### [SHORT PROBLEM A]
In the records, from their first line through the line that contains "[493,176,533,191]", inclusive, change "entire image above" to "whole image above" and write those lines out again with nothing else altered.

### [SOURCE EXCERPT]
□ □ □ □ □
I used to write a feature for OTAQUEST rounding up some Japanese recommendations for Bandcamp Friday. I’ve decided to keep doing that for the remaining installments of this campaign. Here’s a dive into Japanese releases worth your time, attention and money for August. And hey, this is an actual Bandcamp Friday, so go extra nuts!
Toiret Status — wolmhore
Pure goofball genius courtesy of an artist who should be at the vanguard of modern-day experimental music. Toiret Status loves sounds, especially how malleable it can be — look, a synth that can be twisted into a whirligig! Check this out, chimes and vocal samples that can be melted down to sonic goo! You know uami right…well, now imagine multiple versions of her spitting syllables over a lurching beat constantly being disrupted by whatever. Now that’s a good time!
This is experimentalism at its most gleeful, Toiret Status following in the footsteps of fellow Japanese oddball Foodman in openly celebrating a fascination with individual sounds — sped-up purrs, gaudy blasts of distorted guitar, synths that sounds like chrome clowns juggling balls with painted stupid colors — and seeing how ideas can be jammed together in a way to form something weird but ultimately cohesive. At the center of this one is “#93,” perhaps the Toiret Status epic, a seven-minute-plus jam featuring electronic noise intermingling with delicate percussion blurring together to eventually become a musical force Toiret Status loops to oblivion towards the end. It’s a blast, and one that will make your head spin. Get it here.
□ □ □ □ □
### [TASK INPUTS]
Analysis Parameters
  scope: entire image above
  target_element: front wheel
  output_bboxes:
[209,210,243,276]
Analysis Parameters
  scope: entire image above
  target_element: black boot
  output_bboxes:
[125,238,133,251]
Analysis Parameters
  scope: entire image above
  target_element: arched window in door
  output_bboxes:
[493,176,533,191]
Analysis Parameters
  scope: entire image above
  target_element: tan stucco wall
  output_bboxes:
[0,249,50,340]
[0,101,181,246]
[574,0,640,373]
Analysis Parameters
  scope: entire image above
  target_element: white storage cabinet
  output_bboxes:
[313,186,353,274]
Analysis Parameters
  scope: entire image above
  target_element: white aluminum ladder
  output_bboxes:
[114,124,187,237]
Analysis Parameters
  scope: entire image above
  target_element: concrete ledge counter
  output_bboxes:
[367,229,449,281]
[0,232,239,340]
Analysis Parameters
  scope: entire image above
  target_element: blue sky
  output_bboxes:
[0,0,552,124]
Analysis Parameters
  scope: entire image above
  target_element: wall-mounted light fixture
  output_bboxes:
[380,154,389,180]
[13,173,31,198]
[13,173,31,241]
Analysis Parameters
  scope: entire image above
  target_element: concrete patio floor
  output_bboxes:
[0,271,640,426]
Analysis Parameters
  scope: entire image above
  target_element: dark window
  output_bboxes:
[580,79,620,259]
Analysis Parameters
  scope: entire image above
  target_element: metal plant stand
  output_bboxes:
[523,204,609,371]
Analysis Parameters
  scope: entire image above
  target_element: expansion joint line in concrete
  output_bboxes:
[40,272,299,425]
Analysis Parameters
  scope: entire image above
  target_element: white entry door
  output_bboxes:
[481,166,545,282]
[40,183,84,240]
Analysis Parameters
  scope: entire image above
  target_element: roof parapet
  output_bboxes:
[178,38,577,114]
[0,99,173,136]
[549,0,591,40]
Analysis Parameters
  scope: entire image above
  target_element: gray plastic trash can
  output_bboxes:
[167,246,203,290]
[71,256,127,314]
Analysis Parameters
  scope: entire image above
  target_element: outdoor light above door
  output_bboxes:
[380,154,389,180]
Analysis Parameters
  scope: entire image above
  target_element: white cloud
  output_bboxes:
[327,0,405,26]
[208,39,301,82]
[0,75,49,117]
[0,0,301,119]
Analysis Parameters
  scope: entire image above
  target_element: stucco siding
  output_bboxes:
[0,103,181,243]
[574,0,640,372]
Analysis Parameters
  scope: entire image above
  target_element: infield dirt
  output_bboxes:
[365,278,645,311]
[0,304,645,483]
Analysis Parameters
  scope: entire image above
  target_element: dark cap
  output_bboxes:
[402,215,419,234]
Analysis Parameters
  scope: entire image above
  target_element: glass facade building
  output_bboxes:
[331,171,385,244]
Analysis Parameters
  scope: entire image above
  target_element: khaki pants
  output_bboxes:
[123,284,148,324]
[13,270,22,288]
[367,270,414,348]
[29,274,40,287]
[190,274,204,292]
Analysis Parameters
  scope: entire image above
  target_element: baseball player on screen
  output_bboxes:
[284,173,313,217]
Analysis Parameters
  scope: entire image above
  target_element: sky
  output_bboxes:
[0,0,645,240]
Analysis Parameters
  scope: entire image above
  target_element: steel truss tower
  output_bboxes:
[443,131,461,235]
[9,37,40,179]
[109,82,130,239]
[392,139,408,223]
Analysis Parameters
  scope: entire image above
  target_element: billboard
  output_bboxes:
□ □ □ □ □
### [SHORT PROBLEM B]
In the Bandcamp Friday feature, which fellow Japanese artist is Toiret Status said to be following in the footsteps of?

### [FINAL ANSWER A]
Analysis Parameters
  scope: whole image above
  target_element: front wheel
  output_bboxes:
[209,210,243,276]
Analysis Parameters
  scope: whole image above
  target_element: black boot
  output_bboxes:
[125,238,133,251]
Analysis Parameters
  scope: whole image above
  target_element: arched window in door
  output_bboxes:
[493,176,533,191]

### [FINAL ANSWER B]
Foodman